* **WRITTEN TASK A**
Repeat a passage from the pear maple crumble column word for word, starting at the words "High altitudes make" and stopping after the words "the mountains successful.".

-- Start EXCERPTED TEXT --

High Country Baking: Pear Maple Crumble (column)
High altitudes make cookies spread in the pan, cakes fall and few baked goods turn out as they do at sea level. This twice-monthly column presents recipes and tips that make baking in the mountains successful.
Wholesome, unpretentious and just plain good — this cooked-fruit dessert from America’s heartland leaves you feeling warm, cozy and content. It’s a perfect ending for a casual meal on a cold evening. What adds interest to this one? The use of maple syrup, rather than sugar, as a sweetener for the fruit and the hot-sugary flavor that comes from crystallized ginger. The taste is mildly sweet and a little complex, and the soft pears and crisp, crunchy topping create complementary and pleasing textures. It’s best on the day it’s made, though leftovers are pretty good a day later.
Like most desserts of this genre, the recipe is straightforward and easy to make. To assure its success, use Grade B (or dark amber) maple syrup, which is stronger and more flavorful than Grade A (the kind that’s used on pancakes). Look for pears that are firm but ripe; if they’re hard as rocks they may never soften sufficiently when baked.
It’s easiest to chop crystallized ginger with a knife or a pair of kitchen shears greased with butter or mild vegetable oil and cleaned and re-greased as needed. The ginger should be soft. If it isn’t, place it in a small dish, cover it and give it a blast of high heat in a microwave oven for 15-20 seconds. Check it; if necessary, give it another blast of heat. Once softened, use it immediately.

-- End EXCERPTED TEXT --
-- Start INPUT --

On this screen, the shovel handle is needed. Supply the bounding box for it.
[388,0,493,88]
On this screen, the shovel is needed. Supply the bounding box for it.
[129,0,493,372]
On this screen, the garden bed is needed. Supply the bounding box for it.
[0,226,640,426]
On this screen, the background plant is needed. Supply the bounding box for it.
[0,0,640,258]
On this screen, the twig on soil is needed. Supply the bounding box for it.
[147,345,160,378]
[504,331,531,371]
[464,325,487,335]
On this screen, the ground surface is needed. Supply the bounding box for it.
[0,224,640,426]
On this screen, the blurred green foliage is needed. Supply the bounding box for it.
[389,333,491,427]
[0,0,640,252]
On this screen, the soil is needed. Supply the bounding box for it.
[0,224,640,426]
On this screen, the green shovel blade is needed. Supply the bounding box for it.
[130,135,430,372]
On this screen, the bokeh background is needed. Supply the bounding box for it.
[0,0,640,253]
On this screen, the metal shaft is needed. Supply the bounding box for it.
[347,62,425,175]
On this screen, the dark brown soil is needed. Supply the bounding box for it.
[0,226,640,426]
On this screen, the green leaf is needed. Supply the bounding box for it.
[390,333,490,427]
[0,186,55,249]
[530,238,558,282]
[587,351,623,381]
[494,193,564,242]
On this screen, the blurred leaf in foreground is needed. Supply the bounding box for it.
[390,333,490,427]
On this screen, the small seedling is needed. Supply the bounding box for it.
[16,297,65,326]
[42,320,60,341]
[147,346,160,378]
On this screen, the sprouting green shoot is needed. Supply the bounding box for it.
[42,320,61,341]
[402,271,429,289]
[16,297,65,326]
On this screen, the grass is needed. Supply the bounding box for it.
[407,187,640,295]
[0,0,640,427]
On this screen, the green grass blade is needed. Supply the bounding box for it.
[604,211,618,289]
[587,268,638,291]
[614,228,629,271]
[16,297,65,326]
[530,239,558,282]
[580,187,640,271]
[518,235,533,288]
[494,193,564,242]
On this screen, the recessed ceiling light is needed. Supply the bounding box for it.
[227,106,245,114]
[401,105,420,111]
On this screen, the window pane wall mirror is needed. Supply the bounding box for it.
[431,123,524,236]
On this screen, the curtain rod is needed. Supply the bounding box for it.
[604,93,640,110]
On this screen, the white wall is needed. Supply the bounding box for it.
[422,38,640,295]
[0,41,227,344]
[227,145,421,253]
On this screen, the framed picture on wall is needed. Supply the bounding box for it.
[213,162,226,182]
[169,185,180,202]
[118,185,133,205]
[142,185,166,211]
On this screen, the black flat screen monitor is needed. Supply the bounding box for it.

-- End INPUT --

* **WRITTEN TASK B**
Rewrite the records from their first line through the line that contains "[0,0,640,252]", both ends included. Keep each line in full, and multiply every bounding box coordinate by 0.55, rounding to whole numbers with halves rounded up. Give only those lines.

* **FINISHED ANSWER A**
High altitudes make cookies spread in the pan, cakes fall and few baked goods turn out as they do at sea level. This twice-monthly column presents recipes and tips that make baking in the mountains successful.

* **FINISHED ANSWER B**
On this screen, the shovel handle is needed. Supply the bounding box for it.
[213,0,271,48]
On this screen, the shovel is needed. Supply the bounding box for it.
[71,0,271,205]
On this screen, the garden bed is needed. Supply the bounding box for it.
[0,124,352,234]
On this screen, the background plant is needed. Supply the bounding box for it.
[0,0,352,142]
On this screen, the twig on soil is needed. Supply the bounding box for it.
[81,190,88,208]
[277,182,292,204]
[255,179,268,184]
On this screen, the ground surface is needed. Supply the bounding box for it.
[0,123,352,234]
On this screen, the blurred green foliage is needed. Supply the bounding box for it.
[214,183,270,235]
[0,0,352,139]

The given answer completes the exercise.